>> START Quoted passage

# UK Biobank Trait–Value Tokenisation Script

This script converts UK Biobank raw phenotype fields into **token IDs** according to the unified trait–value vocabulary used in **ukbFound**.
It is designed to reproduce the end-to-end preprocessing workflow for the demo dataset provided in `ukbFound/data/`.

## Purpose

* Load the curated `ukb_traits.csv` vocabulary.
* Map raw UKB fields (continuous, multi-choice, multi-select, categorical) into standardised token IDs.
* Expand multi-instance and multi-array fields following UKB conventions.
* Produce a tokenised participant-by-trait matrix suitable for downstream modelling.

## Input files

Located in `ukbFound/data/`:

* `ukb_traits.csv` — unified trait–value vocabulary with field type, value levels and token IDs.
* `demo_UKB_data.csv` — synthetic demo phenotype table (raw UKB-style columns).

## Output files

Generated in the same directory:

* `demo_UKB_tokens.csv` — tokenised participant matrix (one row per participant).
* `missing_field_id.csv` — list of (field_id, instance) not present in the input file.

## Key processing steps

1. **Load trait vocabulary** (`ukb_traits.csv`) as strings for type safety.
2. **Select non-private traits** and enumerate their instance/array expansions.
3. **Row-wise tokenisation** via `check_row()`

   * Continuous: Q1–Q4 discretisation when applicable.
   * Multi-choice: direct value lookup.
   * Multi-select: “yes/not” encoding for 20001/20002; enumerated outputs for other fields.
4. **Chunked streaming** over the raw CSV to support large datasets.
5. **Concatenate outputs** and write to disk incrementally.

## Notes

* This implementation is self-contained and depends only on `pandas` and `numpy`.
* All empty outputs are returned as `pd.Series(..., dtype="float64")` to ensure stable downstream behaviour.
* The demo dataset is small (n=100) and intended solely for illustrating the tokenisation pipeline.


In [3]:
# coding: utf-8
import pandas as pd
import numpy as np
from collections import OrderedDict
from pathlib import Path

# ========== 0. 路径设置 ==========
# 当前脚本所在目录（例如 ukbFound/examples/）；在 Notebook 中则使用当前工作目录
try:
    HERE = Path(__file__).resolve().parent
except NameError:
    HERE = Path.cwd()

>> END Quoted passage
>> START Rows

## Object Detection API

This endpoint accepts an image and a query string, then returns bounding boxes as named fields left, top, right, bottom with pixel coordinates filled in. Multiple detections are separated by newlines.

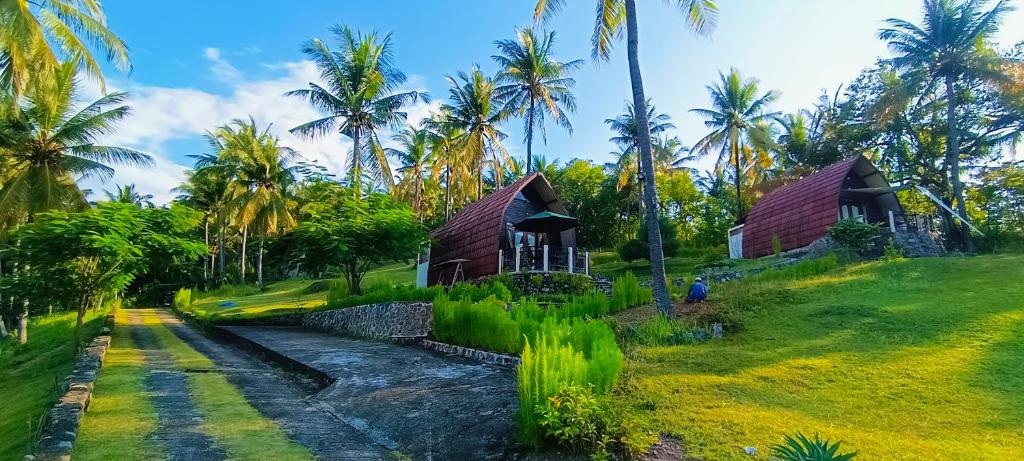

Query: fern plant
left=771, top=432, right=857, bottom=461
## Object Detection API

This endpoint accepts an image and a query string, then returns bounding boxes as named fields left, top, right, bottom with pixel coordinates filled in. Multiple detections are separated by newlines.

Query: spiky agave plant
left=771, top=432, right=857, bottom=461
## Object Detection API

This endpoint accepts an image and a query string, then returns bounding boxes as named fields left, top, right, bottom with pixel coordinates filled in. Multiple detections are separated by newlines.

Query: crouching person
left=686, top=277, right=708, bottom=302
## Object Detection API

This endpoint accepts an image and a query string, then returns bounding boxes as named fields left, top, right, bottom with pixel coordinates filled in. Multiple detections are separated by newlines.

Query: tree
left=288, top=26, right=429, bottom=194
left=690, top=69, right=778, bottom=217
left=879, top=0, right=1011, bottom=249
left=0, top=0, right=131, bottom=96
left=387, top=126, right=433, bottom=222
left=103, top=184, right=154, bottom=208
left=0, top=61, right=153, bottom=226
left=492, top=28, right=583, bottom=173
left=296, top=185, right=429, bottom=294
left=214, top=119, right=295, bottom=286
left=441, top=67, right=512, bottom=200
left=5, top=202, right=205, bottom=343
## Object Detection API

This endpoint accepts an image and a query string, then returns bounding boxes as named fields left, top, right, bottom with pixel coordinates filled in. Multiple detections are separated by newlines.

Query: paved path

>> END Rows
>> START Rows

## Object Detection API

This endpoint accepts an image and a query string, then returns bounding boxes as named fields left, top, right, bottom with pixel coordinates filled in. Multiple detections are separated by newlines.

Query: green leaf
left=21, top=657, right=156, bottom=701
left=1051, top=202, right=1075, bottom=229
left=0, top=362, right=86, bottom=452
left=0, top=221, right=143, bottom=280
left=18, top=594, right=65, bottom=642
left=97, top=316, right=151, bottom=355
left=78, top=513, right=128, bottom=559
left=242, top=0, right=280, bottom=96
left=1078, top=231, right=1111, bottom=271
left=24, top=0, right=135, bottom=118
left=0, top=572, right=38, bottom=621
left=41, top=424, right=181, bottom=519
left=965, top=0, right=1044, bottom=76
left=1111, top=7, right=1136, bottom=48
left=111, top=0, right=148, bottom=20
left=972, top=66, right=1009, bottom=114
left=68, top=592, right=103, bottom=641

>> END Rows
>> START Rows

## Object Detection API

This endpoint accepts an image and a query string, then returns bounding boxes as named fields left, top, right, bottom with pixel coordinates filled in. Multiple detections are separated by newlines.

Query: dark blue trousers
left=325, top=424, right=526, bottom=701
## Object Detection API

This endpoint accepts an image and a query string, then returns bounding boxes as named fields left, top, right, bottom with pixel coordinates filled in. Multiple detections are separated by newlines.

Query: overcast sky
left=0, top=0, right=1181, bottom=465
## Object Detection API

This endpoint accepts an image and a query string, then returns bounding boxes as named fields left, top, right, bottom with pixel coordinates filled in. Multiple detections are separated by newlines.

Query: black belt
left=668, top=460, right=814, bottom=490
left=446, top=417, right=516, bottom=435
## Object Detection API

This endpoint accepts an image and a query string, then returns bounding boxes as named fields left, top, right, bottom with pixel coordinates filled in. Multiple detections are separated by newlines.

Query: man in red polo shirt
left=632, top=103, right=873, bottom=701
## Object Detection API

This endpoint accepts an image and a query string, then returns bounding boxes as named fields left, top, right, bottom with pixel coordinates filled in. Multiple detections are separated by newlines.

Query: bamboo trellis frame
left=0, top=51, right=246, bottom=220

>> END Rows

## Given request 1
According to the script description, which libraries does the implementation depend on?
## Given request 2
Return the script description's text from "## Output files" up to and including "discretisation when applicable.".

## Complete response 1
It depends only on pandas and numpy.

## Complete response 2
## Output files

Generated in the same directory:

* `demo_UKB_tokens.csv` — tokenised participant matrix (one row per participant).
* `missing_field_id.csv` — list of (field_id, instance) not present in the input file.

## Key processing steps

1. **Load trait vocabulary** (`ukb_traits.csv`) as strings for type safety.
2. **Select non-private traits** and enumerate their instance/array expansions.
3. **Row-wise tokenisation** via `check_row()`

   * Continuous: Q1–Q4 discretisation when applicable.